▶ **What you are asked to do**: Copy, from the material below, each line that contains the word "bridge".

===== Data provided

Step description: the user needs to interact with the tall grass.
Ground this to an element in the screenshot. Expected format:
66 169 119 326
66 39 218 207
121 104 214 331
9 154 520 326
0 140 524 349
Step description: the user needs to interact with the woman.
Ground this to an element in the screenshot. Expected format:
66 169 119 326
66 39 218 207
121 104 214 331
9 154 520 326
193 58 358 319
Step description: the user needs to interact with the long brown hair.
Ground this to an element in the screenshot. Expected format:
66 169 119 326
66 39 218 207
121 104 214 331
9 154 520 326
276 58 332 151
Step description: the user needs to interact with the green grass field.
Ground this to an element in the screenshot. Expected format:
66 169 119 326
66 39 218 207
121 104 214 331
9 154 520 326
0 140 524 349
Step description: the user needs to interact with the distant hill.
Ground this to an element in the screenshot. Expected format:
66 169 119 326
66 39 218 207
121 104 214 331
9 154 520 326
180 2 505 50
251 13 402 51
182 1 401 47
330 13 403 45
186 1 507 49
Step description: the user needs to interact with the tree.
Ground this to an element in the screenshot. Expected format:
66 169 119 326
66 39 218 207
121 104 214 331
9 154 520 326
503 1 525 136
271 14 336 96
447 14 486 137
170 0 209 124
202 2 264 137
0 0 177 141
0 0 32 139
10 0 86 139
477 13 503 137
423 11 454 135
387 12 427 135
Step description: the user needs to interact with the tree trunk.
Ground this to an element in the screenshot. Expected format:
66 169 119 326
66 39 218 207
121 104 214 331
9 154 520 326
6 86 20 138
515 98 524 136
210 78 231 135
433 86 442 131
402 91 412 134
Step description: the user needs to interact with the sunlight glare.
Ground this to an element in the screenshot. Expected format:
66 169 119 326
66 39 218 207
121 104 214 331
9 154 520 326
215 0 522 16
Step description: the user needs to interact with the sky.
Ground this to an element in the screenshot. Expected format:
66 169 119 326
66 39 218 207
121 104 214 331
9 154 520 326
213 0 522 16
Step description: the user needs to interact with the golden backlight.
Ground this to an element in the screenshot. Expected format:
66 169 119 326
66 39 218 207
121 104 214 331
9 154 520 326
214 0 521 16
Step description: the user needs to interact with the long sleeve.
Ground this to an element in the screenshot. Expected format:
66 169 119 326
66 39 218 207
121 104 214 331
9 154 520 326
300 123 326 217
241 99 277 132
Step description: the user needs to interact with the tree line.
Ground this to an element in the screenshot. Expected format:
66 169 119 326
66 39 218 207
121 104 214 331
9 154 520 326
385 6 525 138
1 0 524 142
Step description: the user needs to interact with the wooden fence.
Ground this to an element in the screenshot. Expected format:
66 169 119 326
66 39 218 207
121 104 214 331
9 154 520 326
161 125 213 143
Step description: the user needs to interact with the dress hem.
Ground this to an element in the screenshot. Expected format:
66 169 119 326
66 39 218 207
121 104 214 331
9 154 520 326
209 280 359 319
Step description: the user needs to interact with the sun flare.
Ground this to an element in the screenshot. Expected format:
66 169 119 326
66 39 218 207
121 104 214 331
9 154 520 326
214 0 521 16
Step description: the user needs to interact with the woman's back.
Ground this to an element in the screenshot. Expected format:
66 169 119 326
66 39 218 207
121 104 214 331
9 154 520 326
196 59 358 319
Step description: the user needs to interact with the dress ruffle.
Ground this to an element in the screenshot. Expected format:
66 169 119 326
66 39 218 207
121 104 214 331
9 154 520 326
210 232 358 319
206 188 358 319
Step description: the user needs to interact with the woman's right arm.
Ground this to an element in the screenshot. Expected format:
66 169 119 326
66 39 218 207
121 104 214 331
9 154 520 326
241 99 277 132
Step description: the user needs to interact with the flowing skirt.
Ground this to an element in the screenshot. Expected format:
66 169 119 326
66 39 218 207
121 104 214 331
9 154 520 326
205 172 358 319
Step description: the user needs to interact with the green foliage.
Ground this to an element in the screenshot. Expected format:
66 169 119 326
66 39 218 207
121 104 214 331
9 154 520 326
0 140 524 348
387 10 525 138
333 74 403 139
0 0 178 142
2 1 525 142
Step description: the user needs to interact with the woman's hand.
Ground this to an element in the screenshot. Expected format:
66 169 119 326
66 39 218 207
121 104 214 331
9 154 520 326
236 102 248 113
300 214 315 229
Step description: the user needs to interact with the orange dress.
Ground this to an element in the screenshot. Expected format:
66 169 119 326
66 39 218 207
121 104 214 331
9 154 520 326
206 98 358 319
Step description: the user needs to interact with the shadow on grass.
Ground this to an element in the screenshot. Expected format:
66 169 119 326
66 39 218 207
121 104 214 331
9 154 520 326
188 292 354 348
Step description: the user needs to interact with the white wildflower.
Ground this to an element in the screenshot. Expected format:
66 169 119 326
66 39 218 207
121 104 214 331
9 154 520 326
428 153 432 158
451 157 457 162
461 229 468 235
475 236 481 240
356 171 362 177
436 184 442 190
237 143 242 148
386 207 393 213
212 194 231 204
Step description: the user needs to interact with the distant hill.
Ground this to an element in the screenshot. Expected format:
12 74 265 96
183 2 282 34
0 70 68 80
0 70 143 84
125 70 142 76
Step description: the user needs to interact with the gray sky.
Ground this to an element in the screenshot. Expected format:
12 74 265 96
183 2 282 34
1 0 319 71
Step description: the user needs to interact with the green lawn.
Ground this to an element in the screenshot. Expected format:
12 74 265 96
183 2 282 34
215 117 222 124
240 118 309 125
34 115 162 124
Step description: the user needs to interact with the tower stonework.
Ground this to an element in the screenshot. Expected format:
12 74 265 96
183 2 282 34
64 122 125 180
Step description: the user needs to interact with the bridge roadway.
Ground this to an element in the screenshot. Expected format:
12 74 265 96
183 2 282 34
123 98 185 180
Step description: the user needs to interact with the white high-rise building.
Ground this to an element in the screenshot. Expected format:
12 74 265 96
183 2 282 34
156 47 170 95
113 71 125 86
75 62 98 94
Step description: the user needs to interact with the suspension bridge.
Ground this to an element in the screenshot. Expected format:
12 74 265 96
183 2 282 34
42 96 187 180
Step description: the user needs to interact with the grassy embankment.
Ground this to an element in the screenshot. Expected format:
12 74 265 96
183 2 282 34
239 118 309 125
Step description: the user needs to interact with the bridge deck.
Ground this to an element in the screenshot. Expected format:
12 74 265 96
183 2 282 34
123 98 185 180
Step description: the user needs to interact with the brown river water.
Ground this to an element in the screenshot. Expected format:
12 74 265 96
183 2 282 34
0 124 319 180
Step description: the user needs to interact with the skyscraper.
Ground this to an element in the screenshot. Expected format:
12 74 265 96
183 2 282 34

==========
===== Data provided

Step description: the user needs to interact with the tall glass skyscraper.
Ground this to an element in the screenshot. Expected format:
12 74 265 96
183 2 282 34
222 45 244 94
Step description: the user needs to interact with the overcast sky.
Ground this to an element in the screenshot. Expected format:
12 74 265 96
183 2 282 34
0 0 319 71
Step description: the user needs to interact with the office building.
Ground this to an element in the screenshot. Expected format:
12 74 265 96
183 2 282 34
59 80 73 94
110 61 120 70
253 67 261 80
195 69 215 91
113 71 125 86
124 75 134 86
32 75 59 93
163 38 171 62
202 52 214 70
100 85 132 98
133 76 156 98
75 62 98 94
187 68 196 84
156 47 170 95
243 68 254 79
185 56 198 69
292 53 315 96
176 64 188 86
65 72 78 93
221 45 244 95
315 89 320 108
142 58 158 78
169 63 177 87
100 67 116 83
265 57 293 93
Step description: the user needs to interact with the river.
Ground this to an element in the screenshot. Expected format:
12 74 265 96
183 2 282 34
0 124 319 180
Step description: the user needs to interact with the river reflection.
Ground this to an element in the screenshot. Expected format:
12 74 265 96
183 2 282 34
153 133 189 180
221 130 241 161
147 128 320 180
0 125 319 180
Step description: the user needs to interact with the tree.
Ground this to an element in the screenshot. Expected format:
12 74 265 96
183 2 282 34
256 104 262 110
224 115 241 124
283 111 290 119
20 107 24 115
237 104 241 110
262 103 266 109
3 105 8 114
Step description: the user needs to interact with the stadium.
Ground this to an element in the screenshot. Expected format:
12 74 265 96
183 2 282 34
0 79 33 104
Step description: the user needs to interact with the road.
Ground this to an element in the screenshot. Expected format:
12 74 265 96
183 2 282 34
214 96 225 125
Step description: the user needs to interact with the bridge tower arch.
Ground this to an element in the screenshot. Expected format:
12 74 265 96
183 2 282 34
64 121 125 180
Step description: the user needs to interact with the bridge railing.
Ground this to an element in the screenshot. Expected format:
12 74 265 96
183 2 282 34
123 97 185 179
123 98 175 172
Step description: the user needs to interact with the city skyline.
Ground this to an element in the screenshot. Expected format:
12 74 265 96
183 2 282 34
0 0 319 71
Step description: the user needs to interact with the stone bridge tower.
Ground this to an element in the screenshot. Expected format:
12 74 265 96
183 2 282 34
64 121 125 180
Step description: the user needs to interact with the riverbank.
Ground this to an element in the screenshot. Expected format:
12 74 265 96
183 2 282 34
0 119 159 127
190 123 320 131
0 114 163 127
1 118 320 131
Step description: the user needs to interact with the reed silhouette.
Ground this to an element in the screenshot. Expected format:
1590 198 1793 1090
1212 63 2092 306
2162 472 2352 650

==========

▶ **Solution to the problem**:
Step description: the user needs to interact with the bridge roadway.
Step description: the user needs to interact with the suspension bridge.
Step description: the user needs to interact with the bridge deck.
Step description: the user needs to interact with the bridge tower arch.
Step description: the user needs to interact with the bridge railing.
Step description: the user needs to interact with the stone bridge tower.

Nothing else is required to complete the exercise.